▶ [What to work on]: Copy the lines below word for word, everything from the line containing "If you could mark the hanging planter" down to the last line.

▶ [Source material]:

..............................

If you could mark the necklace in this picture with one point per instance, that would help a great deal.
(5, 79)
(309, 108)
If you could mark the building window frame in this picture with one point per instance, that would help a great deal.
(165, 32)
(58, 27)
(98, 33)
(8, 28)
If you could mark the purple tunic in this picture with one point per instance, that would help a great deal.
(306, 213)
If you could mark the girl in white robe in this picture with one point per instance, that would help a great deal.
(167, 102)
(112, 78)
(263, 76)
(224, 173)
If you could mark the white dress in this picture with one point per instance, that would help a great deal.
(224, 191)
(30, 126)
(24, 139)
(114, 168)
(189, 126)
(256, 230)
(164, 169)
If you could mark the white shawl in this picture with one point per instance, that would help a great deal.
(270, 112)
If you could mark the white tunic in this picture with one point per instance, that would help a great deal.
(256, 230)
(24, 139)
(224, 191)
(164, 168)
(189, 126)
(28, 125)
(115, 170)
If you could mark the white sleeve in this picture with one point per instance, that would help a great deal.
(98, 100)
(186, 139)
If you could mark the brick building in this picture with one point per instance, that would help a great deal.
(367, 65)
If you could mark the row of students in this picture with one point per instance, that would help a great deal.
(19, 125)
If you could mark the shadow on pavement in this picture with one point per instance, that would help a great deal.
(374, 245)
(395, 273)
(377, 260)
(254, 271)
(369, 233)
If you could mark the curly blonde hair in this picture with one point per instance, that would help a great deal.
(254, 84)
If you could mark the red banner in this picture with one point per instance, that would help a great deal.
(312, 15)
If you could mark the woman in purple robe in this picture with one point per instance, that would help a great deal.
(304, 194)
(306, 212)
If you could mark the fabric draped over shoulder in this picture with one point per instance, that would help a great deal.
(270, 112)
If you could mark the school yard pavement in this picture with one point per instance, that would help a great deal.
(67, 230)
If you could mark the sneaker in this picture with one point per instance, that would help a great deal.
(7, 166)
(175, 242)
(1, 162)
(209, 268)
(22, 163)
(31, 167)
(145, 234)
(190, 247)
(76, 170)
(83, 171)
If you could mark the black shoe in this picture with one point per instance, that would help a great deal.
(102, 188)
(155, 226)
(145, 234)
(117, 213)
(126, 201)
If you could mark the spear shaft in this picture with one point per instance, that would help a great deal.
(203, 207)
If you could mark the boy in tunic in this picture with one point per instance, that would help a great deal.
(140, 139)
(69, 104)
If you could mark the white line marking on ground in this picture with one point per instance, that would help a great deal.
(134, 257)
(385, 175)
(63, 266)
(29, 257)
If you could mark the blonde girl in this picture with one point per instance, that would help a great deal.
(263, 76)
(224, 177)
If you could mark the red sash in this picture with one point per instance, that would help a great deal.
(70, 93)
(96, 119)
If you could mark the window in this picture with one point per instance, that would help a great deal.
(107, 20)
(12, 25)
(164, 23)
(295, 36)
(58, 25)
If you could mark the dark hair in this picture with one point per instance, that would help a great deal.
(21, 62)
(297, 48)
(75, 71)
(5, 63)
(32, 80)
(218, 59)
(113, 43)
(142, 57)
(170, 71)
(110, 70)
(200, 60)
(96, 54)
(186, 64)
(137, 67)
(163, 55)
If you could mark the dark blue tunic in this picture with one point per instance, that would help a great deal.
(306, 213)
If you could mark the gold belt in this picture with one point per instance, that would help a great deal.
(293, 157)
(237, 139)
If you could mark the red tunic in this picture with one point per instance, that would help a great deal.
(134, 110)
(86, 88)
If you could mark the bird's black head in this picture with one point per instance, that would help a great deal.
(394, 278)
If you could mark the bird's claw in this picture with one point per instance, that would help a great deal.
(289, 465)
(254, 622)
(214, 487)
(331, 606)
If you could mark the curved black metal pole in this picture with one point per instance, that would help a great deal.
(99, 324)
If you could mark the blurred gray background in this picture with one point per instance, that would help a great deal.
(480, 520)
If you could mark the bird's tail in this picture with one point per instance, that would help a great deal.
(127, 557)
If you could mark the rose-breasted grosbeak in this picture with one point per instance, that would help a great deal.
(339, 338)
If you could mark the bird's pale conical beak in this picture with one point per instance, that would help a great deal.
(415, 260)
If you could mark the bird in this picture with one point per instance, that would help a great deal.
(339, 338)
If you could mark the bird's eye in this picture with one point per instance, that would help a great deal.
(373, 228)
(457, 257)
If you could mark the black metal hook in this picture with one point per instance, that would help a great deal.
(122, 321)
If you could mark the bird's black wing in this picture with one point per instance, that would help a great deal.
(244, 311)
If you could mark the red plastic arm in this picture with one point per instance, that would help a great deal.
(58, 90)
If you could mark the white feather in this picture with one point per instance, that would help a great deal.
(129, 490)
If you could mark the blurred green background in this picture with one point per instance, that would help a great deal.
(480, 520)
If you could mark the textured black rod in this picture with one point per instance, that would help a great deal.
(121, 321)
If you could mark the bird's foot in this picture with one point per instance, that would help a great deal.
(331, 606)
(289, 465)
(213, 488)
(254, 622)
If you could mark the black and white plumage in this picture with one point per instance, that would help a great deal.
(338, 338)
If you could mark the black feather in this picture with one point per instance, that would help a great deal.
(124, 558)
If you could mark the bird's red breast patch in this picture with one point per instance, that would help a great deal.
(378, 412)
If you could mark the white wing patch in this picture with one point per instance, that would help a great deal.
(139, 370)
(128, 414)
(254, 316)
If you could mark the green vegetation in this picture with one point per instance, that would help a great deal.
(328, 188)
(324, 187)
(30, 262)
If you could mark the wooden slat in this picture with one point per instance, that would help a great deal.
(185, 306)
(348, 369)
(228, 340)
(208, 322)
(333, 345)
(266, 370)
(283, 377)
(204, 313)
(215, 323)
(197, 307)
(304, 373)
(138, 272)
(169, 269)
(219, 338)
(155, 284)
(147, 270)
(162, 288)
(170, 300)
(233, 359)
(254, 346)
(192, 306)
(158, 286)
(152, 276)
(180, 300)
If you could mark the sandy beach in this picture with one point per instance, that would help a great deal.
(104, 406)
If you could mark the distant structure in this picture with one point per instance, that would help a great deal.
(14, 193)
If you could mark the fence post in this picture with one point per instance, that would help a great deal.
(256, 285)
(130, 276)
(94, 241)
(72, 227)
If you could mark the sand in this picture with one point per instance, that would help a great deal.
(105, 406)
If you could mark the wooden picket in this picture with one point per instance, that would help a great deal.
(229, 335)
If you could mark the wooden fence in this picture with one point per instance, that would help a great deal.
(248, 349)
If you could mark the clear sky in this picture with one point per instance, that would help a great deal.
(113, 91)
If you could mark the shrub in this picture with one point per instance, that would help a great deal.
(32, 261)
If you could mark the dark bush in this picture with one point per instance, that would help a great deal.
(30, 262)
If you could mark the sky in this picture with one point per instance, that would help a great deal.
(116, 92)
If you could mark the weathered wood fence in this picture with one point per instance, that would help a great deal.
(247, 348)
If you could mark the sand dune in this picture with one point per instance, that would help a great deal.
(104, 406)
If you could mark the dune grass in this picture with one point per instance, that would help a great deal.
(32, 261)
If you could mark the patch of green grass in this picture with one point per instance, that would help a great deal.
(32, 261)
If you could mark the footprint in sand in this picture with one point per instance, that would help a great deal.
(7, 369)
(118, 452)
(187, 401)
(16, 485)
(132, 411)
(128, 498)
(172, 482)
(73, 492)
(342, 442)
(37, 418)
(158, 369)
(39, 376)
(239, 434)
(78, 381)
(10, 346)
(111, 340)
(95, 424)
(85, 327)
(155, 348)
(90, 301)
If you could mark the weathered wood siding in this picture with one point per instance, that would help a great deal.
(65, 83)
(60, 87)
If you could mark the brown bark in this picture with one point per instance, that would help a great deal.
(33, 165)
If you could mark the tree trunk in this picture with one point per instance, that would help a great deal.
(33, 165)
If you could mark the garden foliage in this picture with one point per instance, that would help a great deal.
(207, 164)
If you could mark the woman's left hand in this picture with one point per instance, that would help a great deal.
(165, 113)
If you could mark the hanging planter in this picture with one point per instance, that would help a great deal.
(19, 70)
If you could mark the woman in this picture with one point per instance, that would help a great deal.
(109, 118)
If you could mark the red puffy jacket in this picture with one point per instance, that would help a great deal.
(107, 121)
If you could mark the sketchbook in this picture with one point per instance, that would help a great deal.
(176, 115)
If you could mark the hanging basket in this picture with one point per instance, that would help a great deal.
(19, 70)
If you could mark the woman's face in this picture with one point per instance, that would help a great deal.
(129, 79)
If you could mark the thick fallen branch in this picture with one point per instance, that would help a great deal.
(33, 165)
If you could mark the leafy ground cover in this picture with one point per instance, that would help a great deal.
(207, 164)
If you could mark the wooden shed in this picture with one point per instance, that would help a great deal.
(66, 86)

..............................

▶ [Finished task]:
If you could mark the hanging planter in this picture with one point per instance, that would help a great deal.
(19, 70)
If you could mark the woman in this picture with one point per instance, that would help a great deal.
(109, 118)
If you could mark the red puffy jacket in this picture with one point per instance, that would help a great deal.
(107, 121)
If you could mark the sketchbook in this picture with one point per instance, that would help a great deal.
(176, 115)
If you could mark the hanging basket in this picture with one point per instance, that would help a great deal.
(19, 70)
If you could mark the woman's face in this picture with one point per instance, that would help a great deal.
(129, 79)
If you could mark the thick fallen branch in this picture with one point per instance, that would help a great deal.
(33, 165)
If you could mark the leafy ground cover in this picture with one point per instance, that would help a great deal.
(207, 164)
If you could mark the wooden shed in this picture with one point per instance, that would help a great deal.
(66, 86)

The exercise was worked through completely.